• _LIST OF TASKS_
(1) Answer these from the Easter text:
(a) On what day of the week does Easter fall every year?
(b) What did the writer make to accompany the scallops?
(c) In what sauce were the mussels made?
(2) List every dish the Easter text says the writer made for the holiday meal.
(3) Write out, word for word, the part of the Easter text from "I didn’t go" to "travel time people!".

• _TEXT EXCERPT_
---*---

I didn’t go home for Easter this year.  I hate missing family holidays… especially now that my parents are getting older, I’m getting older, and I’ve realized I am not and they’re not as immortal as I once upon a time thought when I was in my early twenties. It’s hard to go home for a “weekend” when you’re not off on Friday or Monday however, and therefore would either have to request off one of the aforementioned days, or take public transit and then come home same day.  Easter is a holiday that falls on a Sunday every year – it doesn’t make sense to not be granted the following Monday after off, even if it’s a religious holiday – travel time people!

I made do given the circumstances and prepared a delicious meal for two.  I know most people have an Easter ham or some sort of roast, but since It was only the two of us, and I’m still trying to refrain from eating land animals (***there have been a few slip ups when intoxicated) I decided to make seafood instead.  I’ve realized that everything looks fancier when it’s served over a puree or sauce, so in order to make this meal special for the holiday, I decided to make a split-pea puree to accompany the scallops.  I also made mussels in a white wine sauce, and a salad for some greens/fiber.

---*---

• _Rows from a box labeling dataset_
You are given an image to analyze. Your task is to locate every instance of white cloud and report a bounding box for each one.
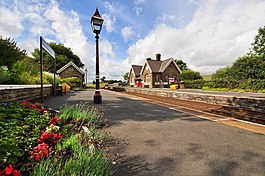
[134,0,145,5]
[100,40,115,58]
[121,26,134,42]
[45,1,95,77]
[102,13,116,32]
[124,0,265,74]
[133,7,143,16]
[0,8,24,38]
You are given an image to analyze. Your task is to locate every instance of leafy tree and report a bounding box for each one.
[0,36,26,70]
[249,26,265,58]
[123,72,129,81]
[175,59,188,71]
[180,69,202,81]
[32,42,84,73]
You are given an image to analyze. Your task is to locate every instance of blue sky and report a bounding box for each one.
[0,0,265,80]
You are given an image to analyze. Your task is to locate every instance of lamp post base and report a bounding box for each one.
[94,91,102,104]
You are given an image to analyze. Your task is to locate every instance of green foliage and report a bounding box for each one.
[202,75,212,81]
[32,104,113,176]
[0,67,21,84]
[206,55,265,90]
[179,69,202,81]
[0,103,48,168]
[0,36,26,70]
[175,59,188,71]
[208,26,265,91]
[32,42,84,73]
[249,26,265,58]
[184,79,205,89]
[61,77,81,89]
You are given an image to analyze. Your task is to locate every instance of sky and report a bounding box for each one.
[0,0,265,81]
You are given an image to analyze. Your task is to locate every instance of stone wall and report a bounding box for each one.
[125,88,265,113]
[0,85,52,102]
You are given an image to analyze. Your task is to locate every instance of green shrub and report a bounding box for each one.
[0,103,48,166]
[62,77,82,89]
[184,79,204,89]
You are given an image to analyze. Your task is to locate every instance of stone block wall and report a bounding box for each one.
[0,85,52,102]
[126,88,265,113]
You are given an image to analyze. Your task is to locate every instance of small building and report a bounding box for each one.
[57,61,85,83]
[129,54,181,88]
[129,65,143,87]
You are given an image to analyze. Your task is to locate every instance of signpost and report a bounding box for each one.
[40,36,56,103]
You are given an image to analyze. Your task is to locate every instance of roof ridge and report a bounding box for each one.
[57,61,85,75]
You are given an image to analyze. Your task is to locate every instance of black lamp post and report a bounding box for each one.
[90,8,104,104]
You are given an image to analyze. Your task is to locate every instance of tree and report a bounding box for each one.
[249,26,265,61]
[32,42,84,73]
[175,59,188,71]
[0,36,26,70]
[123,72,129,81]
[180,69,202,81]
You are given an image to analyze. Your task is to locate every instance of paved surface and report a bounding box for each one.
[126,88,265,99]
[44,90,265,176]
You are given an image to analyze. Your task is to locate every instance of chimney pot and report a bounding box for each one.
[156,53,161,61]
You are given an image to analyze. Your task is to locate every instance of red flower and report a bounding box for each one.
[49,116,61,125]
[38,108,47,114]
[20,101,28,106]
[0,164,20,176]
[5,164,13,175]
[29,103,40,109]
[38,131,62,146]
[30,143,52,161]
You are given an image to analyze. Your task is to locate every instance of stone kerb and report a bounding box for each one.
[126,88,265,112]
[0,85,52,102]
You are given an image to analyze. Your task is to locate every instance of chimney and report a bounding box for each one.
[156,53,161,61]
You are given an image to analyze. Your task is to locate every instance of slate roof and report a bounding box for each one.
[57,61,85,75]
[143,58,181,73]
[132,65,143,77]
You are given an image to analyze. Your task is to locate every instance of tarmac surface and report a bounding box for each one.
[44,89,265,176]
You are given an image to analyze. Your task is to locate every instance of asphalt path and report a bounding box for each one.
[44,90,265,176]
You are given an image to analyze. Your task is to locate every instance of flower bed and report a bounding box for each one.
[0,101,113,176]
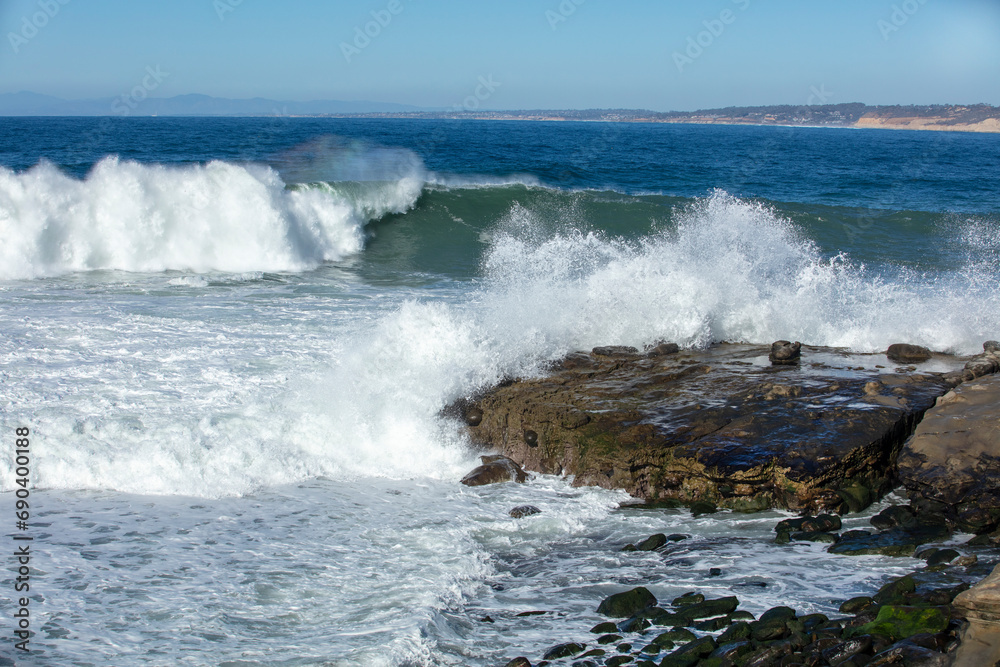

---*---

• _TASK-BY-TASK RESULTS_
(1)
(a) Sunday
(b) A split-pea puree
(c) A white wine sauce

(2)
- Split-pea puree
- Scallops
- Mussels in a white wine sauce
- Salad

(3)
I didn’t go home for Easter this year.  I hate missing family holidays… especially now that my parents are getting older, I’m getting older, and I’ve realized I am not and they’re not as immortal as I once upon a time thought when I was in my early twenties. It’s hard to go home for a “weekend” when you’re not off on Friday or Monday however, and therefore would either have to request off one of the aforementioned days, or take public transit and then come home same day.  Easter is a holiday that falls on a Sunday every year – it doesn’t make sense to not be granted the following Monday after off, even if it’s a religious holiday – travel time people!